LISTING
——————
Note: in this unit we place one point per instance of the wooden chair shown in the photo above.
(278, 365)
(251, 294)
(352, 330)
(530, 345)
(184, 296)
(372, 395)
——————
DIRECTION
Express every item above as a two-column CSV with the headers item_text and answer, one row per item. Put each field in double quotes, replacing any line breaks with spaces.

SOLUTION BELOW
item_text,answer
"Note: in this unit we place one point per instance of the wooden chair shown in the photo above.","(278, 365) (251, 294) (352, 330) (530, 345) (184, 296) (372, 395)"